====== Extract provided ======

The "Puritans", as they were often known, were puritanical not only in their way of life, but also in their attitude to truth. They ascribed the evils of their times to "scepticism", in other words the doctrine, first proposed by Pagan philosophers in ancient Greece, that nothing is intrinsically more probable than anything else.

Both the papists and the atheists, according to the Calvinist preacher John Edwards, were sceptics at heart: they held that there was "no such thing as Truth in the world", and therefore had no anchors to secure themselves against the currents of custom, convention and fashion. Some 300 years later, the self-declared friends of Jesus and the self-declared friends of natural science are still plodding round the same old treadmills, and self-righteous soldiers of truth are still making a valiant stand against self-doubting sceptics and relativists.

====== Provided material ======

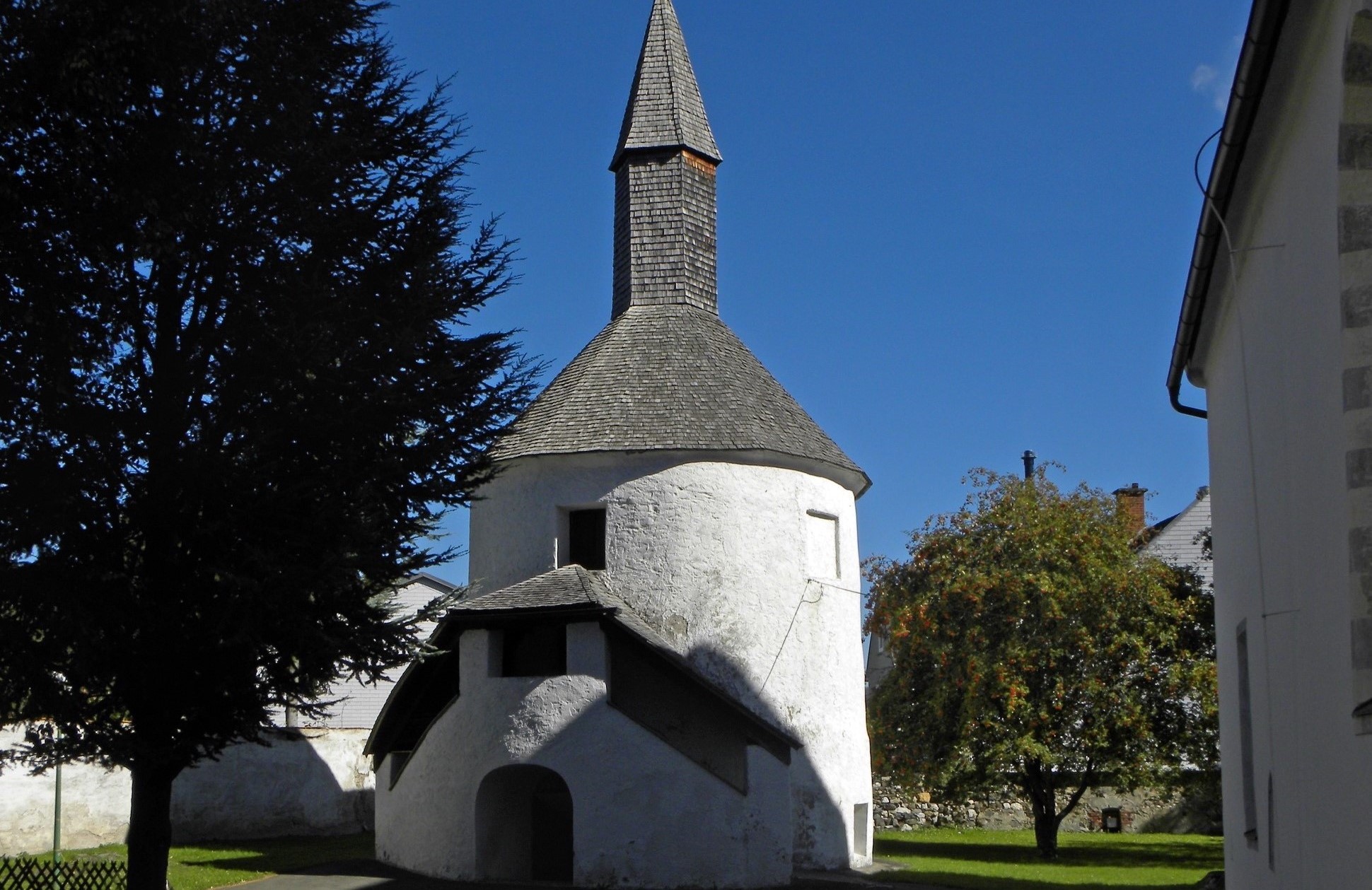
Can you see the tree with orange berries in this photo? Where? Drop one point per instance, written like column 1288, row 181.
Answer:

======

• _Task 1_
Translate into French this sentence from the passage on the Puritans: "The 'Puritans', as they were often known, were puritanical not only in their way of life, but also in their attitude to truth."
• _Task 2_
From the passage on the Puritans, extract the wording that runs from "Both the papists" to "sceptics and relativists.".

• _Solution 1_
Les « puritains », comme on les appelait souvent, étaient puritains non seulement dans leur mode de vie, mais aussi dans leur attitude envers la vérité.

• _Solution 2_
Both the papists and the atheists, according to the Calvinist preacher John Edwards, were sceptics at heart: they held that there was "no such thing as Truth in the world", and therefore had no anchors to secure themselves against the currents of custom, convention and fashion. Some 300 years later, the self-declared friends of Jesus and the self-declared friends of natural science are still plodding round the same old treadmills, and self-righteous soldiers of truth are still making a valiant stand against self-doubting sceptics and relativists.